-- Start of QUOTED TEXT --

# Any midnorth coasters ?



## T-curve (Feb 19, 2007)

Hey Ppl's

Was wondering if anyone say from around northhaven/Laurieton through to forster or so is keen for a yak session of those places or anywhere in between with weather permitting of course. Looking at either saturday arvo or anytime sunday. I can travel to you or u can head my way ...no probs here. Just be great to meet a few more local yakkers and possibly for some future trips. At this stage im only stickin to lakes..rivers...creeks..etc . Anyway let me know and we might be able to organise something....though i will be going regardless...somebody try and stop me :lol:


----------



## justcrusin (Oct 1, 2006)

Gday T curve, there is a trip from another forum to glenbawn dam this weekend (north of muswelbrook). But i know myself and flyrod will be there and thier will probably be more from this forum if your interested.

I'll be there Friday leaving Sunday.

Cheers Dave


----------



## Dan A (Aug 29, 2005)

Hey mate, I am in Bonny Hills near Port Macquarie and would be happy to catch up for a paddle.

Am thinking of going off Lake Cathie beach this Saturday apparently the snapper are on, of course depending on weather.

Otherwise might go Laurieton put in at the small swimming area in town near the boat ramp, or go to Port and head up Limeburners.

-- End of QUOTED TEXT --
-- Start of DATASET EXTRACT --

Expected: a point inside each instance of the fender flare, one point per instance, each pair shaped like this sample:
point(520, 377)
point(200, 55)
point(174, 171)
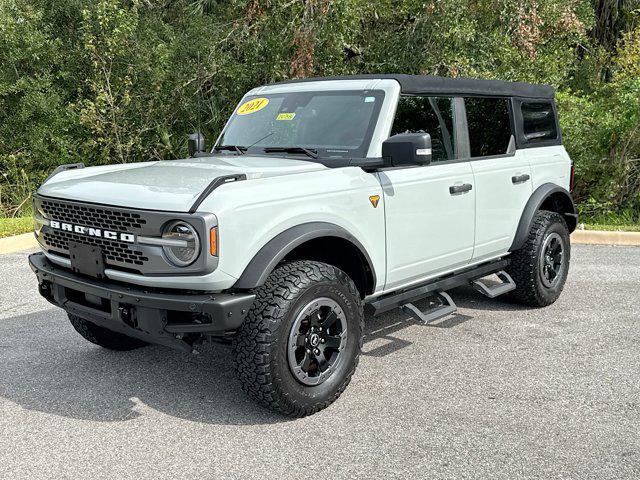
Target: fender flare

-- End of DATASET EXTRACT --
-- Start of DATASET EXTRACT --

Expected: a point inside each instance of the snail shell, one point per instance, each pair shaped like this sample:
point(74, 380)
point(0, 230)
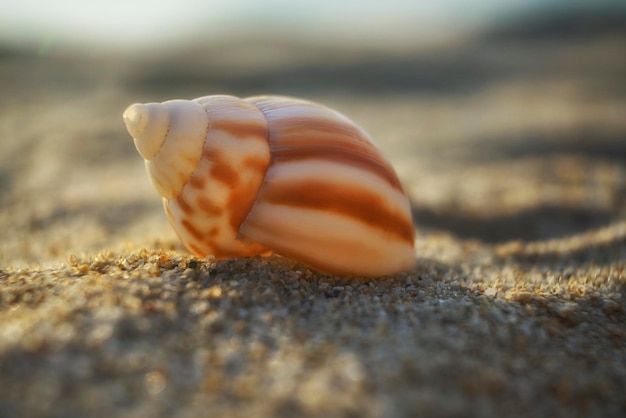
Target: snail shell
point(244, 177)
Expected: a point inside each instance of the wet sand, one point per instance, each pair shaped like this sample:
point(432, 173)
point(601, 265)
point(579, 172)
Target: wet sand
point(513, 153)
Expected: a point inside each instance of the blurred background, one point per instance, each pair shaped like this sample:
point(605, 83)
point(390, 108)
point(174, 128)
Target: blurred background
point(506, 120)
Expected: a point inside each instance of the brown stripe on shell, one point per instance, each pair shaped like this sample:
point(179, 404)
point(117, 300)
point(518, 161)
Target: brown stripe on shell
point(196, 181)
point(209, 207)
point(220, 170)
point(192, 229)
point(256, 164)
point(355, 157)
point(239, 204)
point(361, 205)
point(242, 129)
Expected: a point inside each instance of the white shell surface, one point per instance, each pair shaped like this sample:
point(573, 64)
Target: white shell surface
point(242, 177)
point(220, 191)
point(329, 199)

-- End of DATASET EXTRACT --
-- Start of DATASET EXTRACT --

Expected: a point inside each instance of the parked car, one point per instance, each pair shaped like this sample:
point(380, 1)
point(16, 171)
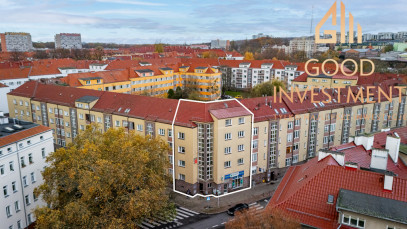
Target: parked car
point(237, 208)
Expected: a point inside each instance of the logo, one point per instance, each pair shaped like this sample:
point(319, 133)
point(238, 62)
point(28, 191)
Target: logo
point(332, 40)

-- End of DATASET EXTRACT --

SET TASK 1:
In the kayaking thread, where does Dan A say he lives?
SET TASK 2:
Write the next part of the kayaking thread, picking up right after its final sentence.

WRITTEN ANSWER 1:
Bonny Hills, near Port Macquarie.

WRITTEN ANSWER 2:
Would be good to catch up, would love to hit Wingham for those big bass at some stage too.

Am keen to meet up anywhere around the coast, as I have only been living here for 4 weeks.


----------



## crazyratwoman (Feb 26, 2007)

bugga, i gotta work


----------



## T-curve (Feb 19, 2007)

Hi Dave,

sounds awesome....love my bass fishing to but unfortunately its just that little bit to far out of way this weekend and will have to stick a bit closer to the pad !! Anyway, hopes you get a few 

Hi Matt,

No doubt we will have plenty of occasions to hit the water now that you know i got me Yak, so anytime your up for it, just yolla  and yer we could organise something next time you drop into work !!

Hi Dan,

Wow, nice photo album, looks like you have done some paddling and be great to have a paddle with someone with some know how!! Have you decided on your mission for the weekend yet ? weather i guess eh? I dont think im ready to do the ocean thing yet  but anything else you mentioned im up for. If i pm you my mobile, did you wanna just give us a ring when you know what your doing and we can go from there as i can come up and meet you. Only thing is im at work till 2pm tomorrow and dont know if that is a problem for you but im free all day sunday. And anytime you want to head my way for a bash whether its in any of the estuaries (lots of nooks and crannies) or up wingham for Bass, drop me a pm!!

Cheers
adrian


----------



## T-curve (Feb 19, 2007)

Haha...there onto us :shock: ...Young Martin has been pestering me to take it for a spin, so he has been out everyday since i brought it home...lol. So wont be long and we will have another yakker amongst us !!


----------



## T-curve (Feb 19, 2007)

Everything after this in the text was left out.